**Problem requirements**
Without omitting anything, retype the data that follows.
━━━━━ Provided entries
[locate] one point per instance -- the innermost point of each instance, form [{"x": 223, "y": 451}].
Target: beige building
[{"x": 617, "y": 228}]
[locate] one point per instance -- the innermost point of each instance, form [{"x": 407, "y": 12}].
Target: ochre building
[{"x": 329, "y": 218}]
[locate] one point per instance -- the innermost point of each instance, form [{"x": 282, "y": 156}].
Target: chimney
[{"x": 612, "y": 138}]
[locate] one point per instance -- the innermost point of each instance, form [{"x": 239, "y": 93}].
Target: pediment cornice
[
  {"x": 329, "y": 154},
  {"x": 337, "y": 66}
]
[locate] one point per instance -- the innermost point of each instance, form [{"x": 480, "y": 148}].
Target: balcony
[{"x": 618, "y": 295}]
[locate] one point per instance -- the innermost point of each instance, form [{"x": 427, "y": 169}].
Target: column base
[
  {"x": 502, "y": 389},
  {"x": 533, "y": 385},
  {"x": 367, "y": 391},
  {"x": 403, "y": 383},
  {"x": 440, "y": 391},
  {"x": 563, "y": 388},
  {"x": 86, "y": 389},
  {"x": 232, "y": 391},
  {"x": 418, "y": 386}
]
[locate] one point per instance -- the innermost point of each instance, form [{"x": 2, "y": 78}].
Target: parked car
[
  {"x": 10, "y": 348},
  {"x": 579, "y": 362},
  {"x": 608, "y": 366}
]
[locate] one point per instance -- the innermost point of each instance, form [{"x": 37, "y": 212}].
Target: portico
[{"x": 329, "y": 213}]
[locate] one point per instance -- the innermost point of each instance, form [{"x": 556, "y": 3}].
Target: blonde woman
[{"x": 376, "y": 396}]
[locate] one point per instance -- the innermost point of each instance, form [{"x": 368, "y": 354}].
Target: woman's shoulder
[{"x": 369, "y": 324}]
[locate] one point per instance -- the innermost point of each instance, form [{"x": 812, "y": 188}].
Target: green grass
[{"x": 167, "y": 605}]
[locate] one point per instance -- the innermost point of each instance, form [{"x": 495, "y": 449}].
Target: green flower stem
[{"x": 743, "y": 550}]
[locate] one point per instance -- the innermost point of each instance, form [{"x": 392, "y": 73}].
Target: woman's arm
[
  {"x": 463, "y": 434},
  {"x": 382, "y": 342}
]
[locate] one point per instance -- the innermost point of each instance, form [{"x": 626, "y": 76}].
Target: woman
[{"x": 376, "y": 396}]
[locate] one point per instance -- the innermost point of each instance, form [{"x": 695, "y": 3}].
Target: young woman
━━━━━━━━━━
**Result**
[locate] one point per instance -- the innermost point of each instance, form [{"x": 223, "y": 451}].
Target: beige building
[{"x": 617, "y": 228}]
[locate] one point per instance -- the innermost point of each instance, form [{"x": 407, "y": 12}].
Target: ochre building
[{"x": 329, "y": 218}]
[locate] one point per instance -- the innermost point of each instance, form [{"x": 282, "y": 156}].
Target: chimney
[{"x": 612, "y": 138}]
[locate] one point per instance -- the innermost point of each instance, form [{"x": 239, "y": 93}].
Target: pediment cornice
[
  {"x": 329, "y": 154},
  {"x": 337, "y": 66}
]
[locate] one point per instance -- the innermost point of each instance, form [{"x": 480, "y": 148}].
Target: balcony
[{"x": 618, "y": 295}]
[locate] one point per instance -- the innermost point of each instance, form [{"x": 427, "y": 169}].
Target: column base
[
  {"x": 502, "y": 389},
  {"x": 533, "y": 385},
  {"x": 367, "y": 391},
  {"x": 403, "y": 383},
  {"x": 440, "y": 391},
  {"x": 563, "y": 388},
  {"x": 86, "y": 389},
  {"x": 232, "y": 391},
  {"x": 418, "y": 386}
]
[locate] one point per instance -- the innermost point of each instance, form [{"x": 2, "y": 78}].
Target: parked car
[
  {"x": 10, "y": 348},
  {"x": 579, "y": 362},
  {"x": 608, "y": 366}
]
[locate] one point per instance -- the innermost point of each instance, form [{"x": 37, "y": 212}].
Target: portico
[{"x": 329, "y": 213}]
[locate] one point per instance -- the innermost point of each instance, form [{"x": 556, "y": 3}].
Target: blonde woman
[{"x": 376, "y": 396}]
[locate] one point per instance -- the innermost point of each instance, form [{"x": 368, "y": 354}].
Target: woman's shoulder
[{"x": 369, "y": 324}]
[locate] one point per instance -- the innermost point of each instance, form [{"x": 812, "y": 188}].
Target: green grass
[{"x": 167, "y": 605}]
[locate] one point per instance -- the innermost point of each instance, form [{"x": 495, "y": 449}].
Target: green flower stem
[{"x": 743, "y": 550}]
[locate] one point per instance -- the innermost point of each instance, form [{"x": 392, "y": 73}].
Target: woman's arm
[
  {"x": 463, "y": 434},
  {"x": 382, "y": 342}
]
[locate] one point per instance -- the innermost point of each instance, form [{"x": 626, "y": 76}].
Target: woman
[{"x": 376, "y": 396}]
[locate] one point per instance -- the innermost point of each instance, form [{"x": 695, "y": 3}].
Target: young woman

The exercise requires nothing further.